Phrase grounding data
######

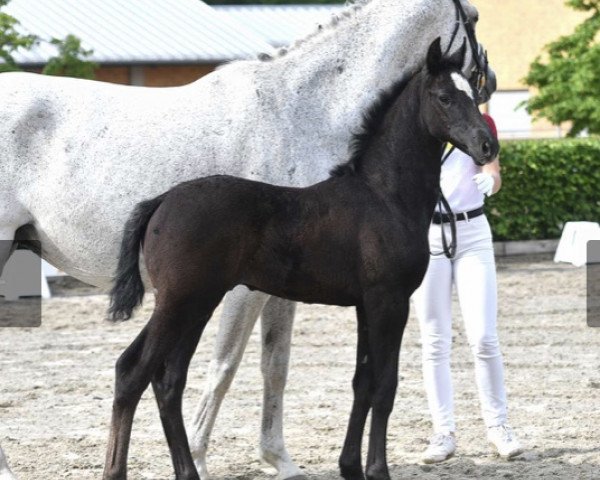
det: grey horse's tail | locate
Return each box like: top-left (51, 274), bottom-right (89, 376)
top-left (108, 194), bottom-right (165, 321)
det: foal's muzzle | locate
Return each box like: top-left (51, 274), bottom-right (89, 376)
top-left (473, 132), bottom-right (499, 165)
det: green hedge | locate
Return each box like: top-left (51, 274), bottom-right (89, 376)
top-left (486, 138), bottom-right (600, 241)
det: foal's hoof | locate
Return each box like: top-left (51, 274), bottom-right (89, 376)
top-left (340, 469), bottom-right (365, 480)
top-left (365, 467), bottom-right (390, 480)
top-left (366, 475), bottom-right (390, 480)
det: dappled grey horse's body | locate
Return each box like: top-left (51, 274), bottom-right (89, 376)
top-left (0, 1), bottom-right (485, 478)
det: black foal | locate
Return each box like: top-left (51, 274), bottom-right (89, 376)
top-left (103, 38), bottom-right (498, 480)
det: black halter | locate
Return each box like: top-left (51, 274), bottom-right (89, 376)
top-left (433, 0), bottom-right (487, 260)
top-left (444, 0), bottom-right (488, 100)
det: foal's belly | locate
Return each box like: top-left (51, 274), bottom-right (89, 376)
top-left (240, 258), bottom-right (360, 307)
top-left (242, 280), bottom-right (358, 307)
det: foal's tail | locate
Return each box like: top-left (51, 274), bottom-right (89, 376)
top-left (108, 194), bottom-right (165, 322)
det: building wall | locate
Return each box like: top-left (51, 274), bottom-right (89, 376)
top-left (95, 66), bottom-right (130, 85)
top-left (475, 0), bottom-right (588, 138)
top-left (476, 0), bottom-right (586, 90)
top-left (143, 65), bottom-right (215, 87)
top-left (93, 64), bottom-right (216, 87)
top-left (25, 64), bottom-right (216, 86)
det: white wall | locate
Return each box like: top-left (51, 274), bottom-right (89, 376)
top-left (488, 90), bottom-right (532, 139)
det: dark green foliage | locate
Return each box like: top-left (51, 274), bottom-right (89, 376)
top-left (0, 0), bottom-right (36, 72)
top-left (486, 138), bottom-right (600, 240)
top-left (42, 35), bottom-right (97, 79)
top-left (524, 0), bottom-right (600, 136)
top-left (0, 0), bottom-right (96, 79)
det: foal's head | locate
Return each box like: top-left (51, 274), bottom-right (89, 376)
top-left (421, 37), bottom-right (499, 165)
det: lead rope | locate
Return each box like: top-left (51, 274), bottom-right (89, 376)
top-left (431, 145), bottom-right (457, 259)
top-left (438, 190), bottom-right (457, 259)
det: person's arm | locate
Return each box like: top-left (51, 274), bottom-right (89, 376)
top-left (475, 113), bottom-right (502, 196)
top-left (473, 156), bottom-right (501, 197)
top-left (482, 156), bottom-right (502, 195)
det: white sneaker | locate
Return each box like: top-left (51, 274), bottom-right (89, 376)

######

*Assigned task*: Every line that holds the string "green" must be copied from the records above.

*Response to the exercise*:
det: green hedge | locate
det: dark green foliage | locate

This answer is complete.